INSTRUCTIONS TO FOLLOW: Tally the lines in the data below where the word "asphalt" appears, and give the tally alone.

═══ DATA FOR THIS TASK ═══

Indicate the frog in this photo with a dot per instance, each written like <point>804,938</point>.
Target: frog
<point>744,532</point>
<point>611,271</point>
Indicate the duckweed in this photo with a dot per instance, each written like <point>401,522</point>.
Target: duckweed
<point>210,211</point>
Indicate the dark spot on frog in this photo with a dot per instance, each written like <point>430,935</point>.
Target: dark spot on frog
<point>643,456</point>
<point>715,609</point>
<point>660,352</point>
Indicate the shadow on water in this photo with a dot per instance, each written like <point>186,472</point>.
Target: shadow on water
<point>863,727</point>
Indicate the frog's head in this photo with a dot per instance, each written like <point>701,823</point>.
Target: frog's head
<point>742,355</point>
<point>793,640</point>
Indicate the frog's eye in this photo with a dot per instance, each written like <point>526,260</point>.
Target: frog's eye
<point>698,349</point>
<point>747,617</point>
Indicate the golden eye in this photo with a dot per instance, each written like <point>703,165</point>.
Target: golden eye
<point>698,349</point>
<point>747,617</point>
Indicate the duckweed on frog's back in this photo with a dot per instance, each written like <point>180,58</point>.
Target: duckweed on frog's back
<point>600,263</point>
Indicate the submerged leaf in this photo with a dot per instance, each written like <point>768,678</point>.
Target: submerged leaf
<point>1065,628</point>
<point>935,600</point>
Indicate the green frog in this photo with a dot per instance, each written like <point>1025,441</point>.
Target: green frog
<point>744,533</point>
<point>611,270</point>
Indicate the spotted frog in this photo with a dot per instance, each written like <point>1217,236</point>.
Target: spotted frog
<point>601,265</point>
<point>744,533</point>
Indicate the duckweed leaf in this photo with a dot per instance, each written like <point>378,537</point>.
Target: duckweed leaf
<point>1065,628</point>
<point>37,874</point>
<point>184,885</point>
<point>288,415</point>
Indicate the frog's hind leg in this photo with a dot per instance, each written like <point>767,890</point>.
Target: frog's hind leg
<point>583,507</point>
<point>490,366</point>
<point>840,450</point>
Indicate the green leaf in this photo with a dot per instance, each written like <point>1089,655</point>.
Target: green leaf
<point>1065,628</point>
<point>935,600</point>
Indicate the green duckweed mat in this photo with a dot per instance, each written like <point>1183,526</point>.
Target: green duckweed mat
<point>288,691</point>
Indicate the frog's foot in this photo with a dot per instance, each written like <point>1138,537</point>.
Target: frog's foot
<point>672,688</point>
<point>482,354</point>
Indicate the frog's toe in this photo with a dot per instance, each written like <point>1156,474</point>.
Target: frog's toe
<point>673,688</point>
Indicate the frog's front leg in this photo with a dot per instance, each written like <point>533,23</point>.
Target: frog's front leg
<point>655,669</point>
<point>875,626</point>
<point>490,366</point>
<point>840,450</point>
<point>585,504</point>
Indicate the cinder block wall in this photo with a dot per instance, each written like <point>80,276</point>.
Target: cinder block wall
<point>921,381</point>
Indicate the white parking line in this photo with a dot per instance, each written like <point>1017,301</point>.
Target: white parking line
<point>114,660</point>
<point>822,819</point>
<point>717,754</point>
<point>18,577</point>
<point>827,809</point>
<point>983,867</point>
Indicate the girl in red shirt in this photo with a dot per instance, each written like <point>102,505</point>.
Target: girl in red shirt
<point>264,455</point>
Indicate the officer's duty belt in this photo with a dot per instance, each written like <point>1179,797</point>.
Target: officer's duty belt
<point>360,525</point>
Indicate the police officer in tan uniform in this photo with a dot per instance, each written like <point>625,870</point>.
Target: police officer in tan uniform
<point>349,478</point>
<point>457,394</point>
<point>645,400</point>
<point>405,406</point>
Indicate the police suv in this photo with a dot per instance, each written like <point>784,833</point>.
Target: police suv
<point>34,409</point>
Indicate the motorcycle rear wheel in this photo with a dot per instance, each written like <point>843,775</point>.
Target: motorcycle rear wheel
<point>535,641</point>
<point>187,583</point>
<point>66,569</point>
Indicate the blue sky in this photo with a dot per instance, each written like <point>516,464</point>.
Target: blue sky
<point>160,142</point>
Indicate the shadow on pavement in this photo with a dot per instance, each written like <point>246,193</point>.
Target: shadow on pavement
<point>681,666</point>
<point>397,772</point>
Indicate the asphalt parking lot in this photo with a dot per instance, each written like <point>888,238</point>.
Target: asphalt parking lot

═══

YOUR SOLUTION: 2